## [EXERCISE TASK A]
Reproduce the passage on the slotless induction machine below word for word, from "BRIEF DESCRIPTION OF" up to and including "mesh connected winding.".
## [EXERCISE TASK B]
Write the next part of the slotless induction machine description below, picking up after its final sentence.

## [DOCUMENT EXCERPT]
---

A further advantage of the present invention is that the slotless design means that more space remains for conductors. The greater the conductor mass, the greater the generated currents and torque may be.
A further advantage of the present invention is that the outer motor dimensions need not be correspondingly large. Additionally the core diameter may be increased, providing an improved flux distribution. The core may have holes to reduce mass.
According to design considerations, copper conductors may replace some, all, or none of the mass typically devoted to iron teeth.

BRIEF DESCRIPTION OF DRAWINGS

For a more complete explanation of the present invention and the technical advantages thereof, reference is now made to the following description and the accompanying drawings, in which:
FIGS. 1 a and 1 b show a diagrammatic representation of a cross-sectional view of a first embodiment of the present invention;
FIG. 2 shows a diagrammatic representation of a cross-sectional view of another embodiment of the present invention;
FIG. 3 shows a diagrammatic representation of a cross-sectional view of a third embodiment of the present invention;
FIGS. 4 a-b show a diagrammatic representation of a cross-section of several embodiments of the present invention;
FIGS. 5 a-c show a diagrammatic representation of a cross-section of further embodiments of the present invention;
FIGS. 6 a-b show a diagrammatic representation of a mesh connected winding.

BEST MODE FOR CARRYING OUT THE INVENTION

Embodiments of the present invention and its advantages are best understood by referring to FIGS. 1 though 6 of the drawings, like numerals being used for like and corresponding parts of the various drawings.
In the following, the term induction machine is to be understood as to include both induction motors and generators.
With reference to FIG. 1 a, an AC induction motor is provided, according to a first aspect of the present invention, two electrical members are provided, outer electrical member 101 and inner electrical member 102. In the ensuing description, the term “electrical member” is used generically to refer to either the rotor or the stator. Electrical members perform the usual functions of rotor and stator but are not limited in relative position by the present invention to either rôle. Either stator or rotor may be external to the other. The electrical members each contain conductors connected according to standard winding configurations. Two toothless supports are provided, outer frame 114, and inner core 115. The term “support” is used in the ensuing description as a generic term to mean either an outer motor frame or an inner concentric motor core. Each of frame 114 and core 115 supports an electrical member. The support to the rotor permits axial rotation as is well known in the art. Since the supports do not have teeth, airgap 106 extends between core 115 and frame 114, to include the region filled by the electrical members.
FIG. 1 b shows details of the toothless AC induction machine shown in FIG. 1 a. The machine consists of two concentric slotless supports, outer frame 114 and core 115, neither of which are equipped with teeth. External electrical member 101 comprises a number of conductors 112 mounted on the surface of slotless frame 114. Internal electrical member 102 comprises a number of conductors 112 mounted on the surface of slotless core 115. Conductors 112 are electrically insulated by insulation 116, and are connected together according to standard winding configurations. The magnetic portions of core 114 and frame 115 are separated by airgap 106. A slotless support has the benefits of additional conductor space, reduced airgap saturation and potentially improved machine dimensions.

---

## [RECORDS]
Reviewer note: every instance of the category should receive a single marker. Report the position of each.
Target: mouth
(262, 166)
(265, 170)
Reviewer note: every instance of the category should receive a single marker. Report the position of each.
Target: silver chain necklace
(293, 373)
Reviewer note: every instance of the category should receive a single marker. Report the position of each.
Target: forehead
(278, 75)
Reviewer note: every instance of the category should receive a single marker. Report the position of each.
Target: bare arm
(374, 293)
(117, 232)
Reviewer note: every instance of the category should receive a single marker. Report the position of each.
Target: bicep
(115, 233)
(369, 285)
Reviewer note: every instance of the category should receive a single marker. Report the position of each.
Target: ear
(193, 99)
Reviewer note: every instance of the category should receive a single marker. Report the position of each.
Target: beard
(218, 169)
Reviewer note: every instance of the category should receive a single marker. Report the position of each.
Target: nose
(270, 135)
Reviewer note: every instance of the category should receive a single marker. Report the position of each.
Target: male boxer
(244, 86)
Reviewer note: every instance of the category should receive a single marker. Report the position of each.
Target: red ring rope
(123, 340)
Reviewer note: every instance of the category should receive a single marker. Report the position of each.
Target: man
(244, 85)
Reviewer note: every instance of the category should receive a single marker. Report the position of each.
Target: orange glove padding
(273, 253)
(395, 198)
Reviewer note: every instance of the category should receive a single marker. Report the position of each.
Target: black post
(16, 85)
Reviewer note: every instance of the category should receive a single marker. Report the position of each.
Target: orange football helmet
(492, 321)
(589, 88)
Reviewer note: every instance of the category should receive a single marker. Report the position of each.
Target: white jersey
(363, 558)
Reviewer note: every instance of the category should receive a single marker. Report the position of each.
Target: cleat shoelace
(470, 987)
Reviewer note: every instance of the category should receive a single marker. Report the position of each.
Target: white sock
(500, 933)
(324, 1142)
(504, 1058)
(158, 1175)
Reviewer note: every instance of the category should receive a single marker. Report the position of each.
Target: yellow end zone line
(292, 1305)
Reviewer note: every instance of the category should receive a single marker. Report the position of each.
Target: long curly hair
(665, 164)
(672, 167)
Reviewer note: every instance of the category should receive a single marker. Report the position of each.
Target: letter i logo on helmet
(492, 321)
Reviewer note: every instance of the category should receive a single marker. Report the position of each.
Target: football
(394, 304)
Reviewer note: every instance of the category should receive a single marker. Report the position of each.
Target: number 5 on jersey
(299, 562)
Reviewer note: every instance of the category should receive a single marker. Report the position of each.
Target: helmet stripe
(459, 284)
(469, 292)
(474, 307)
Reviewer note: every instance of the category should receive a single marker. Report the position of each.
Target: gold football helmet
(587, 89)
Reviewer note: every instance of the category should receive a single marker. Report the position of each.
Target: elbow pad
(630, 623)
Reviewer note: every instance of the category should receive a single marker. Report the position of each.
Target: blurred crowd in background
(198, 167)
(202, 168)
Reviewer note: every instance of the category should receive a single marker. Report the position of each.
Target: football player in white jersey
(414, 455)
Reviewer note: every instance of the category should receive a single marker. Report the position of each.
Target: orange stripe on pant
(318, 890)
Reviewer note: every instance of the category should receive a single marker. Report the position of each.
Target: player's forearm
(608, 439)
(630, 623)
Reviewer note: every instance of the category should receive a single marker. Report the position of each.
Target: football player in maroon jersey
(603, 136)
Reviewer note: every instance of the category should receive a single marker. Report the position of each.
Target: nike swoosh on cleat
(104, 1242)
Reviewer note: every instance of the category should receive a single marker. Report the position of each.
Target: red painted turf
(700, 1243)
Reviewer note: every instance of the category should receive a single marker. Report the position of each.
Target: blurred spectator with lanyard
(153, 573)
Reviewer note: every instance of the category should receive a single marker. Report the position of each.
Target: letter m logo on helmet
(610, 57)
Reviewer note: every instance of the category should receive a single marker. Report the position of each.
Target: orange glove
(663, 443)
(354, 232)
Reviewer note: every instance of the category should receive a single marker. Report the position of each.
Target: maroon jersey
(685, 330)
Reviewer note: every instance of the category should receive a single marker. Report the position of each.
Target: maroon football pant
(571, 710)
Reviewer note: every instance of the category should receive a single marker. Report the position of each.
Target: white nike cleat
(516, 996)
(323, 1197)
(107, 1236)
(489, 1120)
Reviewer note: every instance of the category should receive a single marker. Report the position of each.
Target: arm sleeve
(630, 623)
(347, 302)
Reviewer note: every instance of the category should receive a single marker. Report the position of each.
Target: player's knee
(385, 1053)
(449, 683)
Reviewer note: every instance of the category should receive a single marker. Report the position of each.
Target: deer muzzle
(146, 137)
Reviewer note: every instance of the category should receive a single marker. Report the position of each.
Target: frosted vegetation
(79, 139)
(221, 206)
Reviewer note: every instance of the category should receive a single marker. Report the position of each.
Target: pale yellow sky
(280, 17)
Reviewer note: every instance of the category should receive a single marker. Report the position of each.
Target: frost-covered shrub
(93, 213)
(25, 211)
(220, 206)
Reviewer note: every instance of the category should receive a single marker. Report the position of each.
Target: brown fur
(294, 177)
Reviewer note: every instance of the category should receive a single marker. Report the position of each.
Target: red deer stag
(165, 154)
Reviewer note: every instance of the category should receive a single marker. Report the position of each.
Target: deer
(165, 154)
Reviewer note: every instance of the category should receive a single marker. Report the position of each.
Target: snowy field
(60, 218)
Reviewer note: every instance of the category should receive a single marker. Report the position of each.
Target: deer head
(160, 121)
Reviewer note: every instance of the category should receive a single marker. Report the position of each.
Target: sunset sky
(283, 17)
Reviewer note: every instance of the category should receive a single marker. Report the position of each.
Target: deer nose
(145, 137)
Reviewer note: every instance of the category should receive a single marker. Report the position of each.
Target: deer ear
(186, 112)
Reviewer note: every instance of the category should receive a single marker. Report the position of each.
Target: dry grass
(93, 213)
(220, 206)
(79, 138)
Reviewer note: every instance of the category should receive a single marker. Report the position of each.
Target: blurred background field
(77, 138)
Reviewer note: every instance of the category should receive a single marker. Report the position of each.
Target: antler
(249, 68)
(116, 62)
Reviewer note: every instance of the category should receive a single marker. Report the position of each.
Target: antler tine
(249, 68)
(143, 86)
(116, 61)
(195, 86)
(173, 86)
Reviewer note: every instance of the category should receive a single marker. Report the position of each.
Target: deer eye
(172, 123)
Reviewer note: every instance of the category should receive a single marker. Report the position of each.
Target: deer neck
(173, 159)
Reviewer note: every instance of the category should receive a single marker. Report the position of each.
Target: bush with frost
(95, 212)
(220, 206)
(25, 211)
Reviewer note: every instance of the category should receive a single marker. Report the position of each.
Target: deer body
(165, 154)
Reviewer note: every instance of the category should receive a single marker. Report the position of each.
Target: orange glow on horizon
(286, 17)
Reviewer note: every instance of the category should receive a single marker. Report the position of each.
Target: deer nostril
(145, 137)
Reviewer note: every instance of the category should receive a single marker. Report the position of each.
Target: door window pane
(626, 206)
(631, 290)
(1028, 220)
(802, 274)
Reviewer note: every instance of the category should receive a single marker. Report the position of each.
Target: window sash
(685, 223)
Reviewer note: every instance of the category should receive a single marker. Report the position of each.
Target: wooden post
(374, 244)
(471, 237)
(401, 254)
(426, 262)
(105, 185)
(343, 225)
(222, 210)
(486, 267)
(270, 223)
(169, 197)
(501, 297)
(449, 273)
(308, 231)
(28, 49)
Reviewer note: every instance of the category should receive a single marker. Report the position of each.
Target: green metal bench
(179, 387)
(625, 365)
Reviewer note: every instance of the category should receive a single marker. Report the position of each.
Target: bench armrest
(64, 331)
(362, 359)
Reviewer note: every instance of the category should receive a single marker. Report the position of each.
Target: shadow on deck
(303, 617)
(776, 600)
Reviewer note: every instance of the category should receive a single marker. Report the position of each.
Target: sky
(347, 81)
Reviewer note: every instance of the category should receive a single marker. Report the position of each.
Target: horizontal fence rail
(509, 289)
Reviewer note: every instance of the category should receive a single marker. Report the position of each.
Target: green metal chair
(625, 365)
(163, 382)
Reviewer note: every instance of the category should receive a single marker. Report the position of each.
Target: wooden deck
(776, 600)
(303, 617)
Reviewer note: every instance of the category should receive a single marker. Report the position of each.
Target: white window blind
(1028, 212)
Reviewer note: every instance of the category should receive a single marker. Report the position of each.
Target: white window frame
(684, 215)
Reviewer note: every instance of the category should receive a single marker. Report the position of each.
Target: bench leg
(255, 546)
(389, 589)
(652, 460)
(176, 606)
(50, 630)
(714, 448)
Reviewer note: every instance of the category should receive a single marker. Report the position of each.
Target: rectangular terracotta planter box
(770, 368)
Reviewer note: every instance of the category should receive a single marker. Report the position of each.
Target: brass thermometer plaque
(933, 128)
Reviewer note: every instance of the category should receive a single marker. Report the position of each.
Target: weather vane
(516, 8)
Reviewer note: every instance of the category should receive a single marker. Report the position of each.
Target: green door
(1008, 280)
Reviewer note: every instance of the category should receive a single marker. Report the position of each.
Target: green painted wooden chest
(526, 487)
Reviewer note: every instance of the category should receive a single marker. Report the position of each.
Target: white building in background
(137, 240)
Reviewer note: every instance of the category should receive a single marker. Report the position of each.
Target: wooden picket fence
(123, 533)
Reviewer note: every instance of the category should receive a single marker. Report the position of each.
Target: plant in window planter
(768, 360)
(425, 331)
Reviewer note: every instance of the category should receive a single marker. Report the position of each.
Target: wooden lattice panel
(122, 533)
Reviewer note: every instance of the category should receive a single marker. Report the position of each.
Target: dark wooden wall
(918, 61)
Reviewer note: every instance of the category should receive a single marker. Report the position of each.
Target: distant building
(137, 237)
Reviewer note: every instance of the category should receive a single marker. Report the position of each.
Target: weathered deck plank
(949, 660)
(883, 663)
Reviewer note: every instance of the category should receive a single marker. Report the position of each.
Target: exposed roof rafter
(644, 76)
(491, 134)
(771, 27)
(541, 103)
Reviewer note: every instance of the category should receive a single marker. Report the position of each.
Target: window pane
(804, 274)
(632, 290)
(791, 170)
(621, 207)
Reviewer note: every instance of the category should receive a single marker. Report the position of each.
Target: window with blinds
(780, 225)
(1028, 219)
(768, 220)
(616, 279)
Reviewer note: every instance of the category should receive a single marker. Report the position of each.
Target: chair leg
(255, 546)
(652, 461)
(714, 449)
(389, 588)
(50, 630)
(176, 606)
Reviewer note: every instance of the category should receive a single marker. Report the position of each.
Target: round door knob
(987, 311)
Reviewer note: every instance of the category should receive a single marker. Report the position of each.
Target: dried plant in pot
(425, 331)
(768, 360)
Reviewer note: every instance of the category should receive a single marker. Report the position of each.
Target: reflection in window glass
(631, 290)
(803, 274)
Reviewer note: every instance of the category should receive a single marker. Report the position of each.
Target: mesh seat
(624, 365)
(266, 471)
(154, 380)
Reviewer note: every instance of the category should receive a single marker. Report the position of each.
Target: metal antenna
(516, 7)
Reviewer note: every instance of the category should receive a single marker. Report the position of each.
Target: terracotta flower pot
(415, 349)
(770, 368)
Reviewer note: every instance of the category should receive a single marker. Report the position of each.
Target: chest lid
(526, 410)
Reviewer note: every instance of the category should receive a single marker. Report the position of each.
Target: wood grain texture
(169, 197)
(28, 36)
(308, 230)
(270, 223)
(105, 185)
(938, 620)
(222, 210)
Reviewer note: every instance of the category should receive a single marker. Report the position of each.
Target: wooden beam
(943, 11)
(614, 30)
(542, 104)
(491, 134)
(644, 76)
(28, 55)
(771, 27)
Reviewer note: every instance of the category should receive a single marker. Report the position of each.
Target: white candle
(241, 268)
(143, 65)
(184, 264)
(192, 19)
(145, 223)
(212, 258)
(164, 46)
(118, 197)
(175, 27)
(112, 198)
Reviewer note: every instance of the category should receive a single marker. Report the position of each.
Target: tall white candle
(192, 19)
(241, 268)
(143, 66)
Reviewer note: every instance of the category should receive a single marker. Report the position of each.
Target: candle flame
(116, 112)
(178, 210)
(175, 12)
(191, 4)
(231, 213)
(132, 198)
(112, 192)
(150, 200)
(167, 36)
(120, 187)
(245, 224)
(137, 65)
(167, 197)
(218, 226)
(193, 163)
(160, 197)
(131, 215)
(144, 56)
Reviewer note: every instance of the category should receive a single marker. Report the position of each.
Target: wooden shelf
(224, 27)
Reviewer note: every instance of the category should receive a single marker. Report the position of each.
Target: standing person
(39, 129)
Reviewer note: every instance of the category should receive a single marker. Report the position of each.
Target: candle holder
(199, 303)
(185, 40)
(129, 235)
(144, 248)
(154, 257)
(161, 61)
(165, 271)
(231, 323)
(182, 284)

---

## [WRITTEN REPLY A]
BRIEF DESCRIPTION OF DRAWINGS

For a more complete explanation of the present invention and the technical advantages thereof, reference is now made to the following description and the accompanying drawings, in which:
FIGS. 1 a and 1 b show a diagrammatic representation of a cross-sectional view of a first embodiment of the present invention;
FIG. 2 shows a diagrammatic representation of a cross-sectional view of another embodiment of the present invention;
FIG. 3 shows a diagrammatic representation of a cross-sectional view of a third embodiment of the present invention;
FIGS. 4 a-b show a diagrammatic representation of a cross-section of several embodiments of the present invention;
FIGS. 5 a-c show a diagrammatic representation of a cross-section of further embodiments of the present invention;
FIGS. 6 a-b show a diagrammatic representation of a mesh connected winding.

## [WRITTEN REPLY B]
FIG. 2 is a diagrammatic representation of a cross-section of a segment of a slotless AC induction machine according to a second aspect of the present invention, in which airgap 106 is smaller than in the embodiment shown in FIG. 1 b. The machine comprises two concentric supports, namely outer frame 114, and core 115. External electrical member 101 comprises standard coils 110, wound around teeth 108 of frame 114, and core 115 is slotless. If external electrical member 101 is serving as the rotor, it may contain standard rotor bars. Internal electrical member 102 comprises conductors 112 mounted on the surface of slotless core 115. Conductors 112 are electrically insulated by insulation 116, and are connected together according to standard winding configurations.
FIG. 3 is a diagrammatic representation of a segment of a cross-section of a slotless AC induction machine according to a third aspect of the present invention, in which airgap 106 is smaller than in the embodiment shown in FIG. 1 b. The AC induction machine consists of two concentric supports, namely a slotless outer frame 114, and a core 115. External electrical member 101 comprises a number of conductors 112 mounted on frame 114. Internal electrical member 102 comprises a number of coils 110 wound around teeth 108 of core 115. If internal electrical member 102 is serving as the rotor, it may contain standard rotor bars. Conductors 112 are electrically insulated by insulation 116, and are connected together according to standard winding configurations.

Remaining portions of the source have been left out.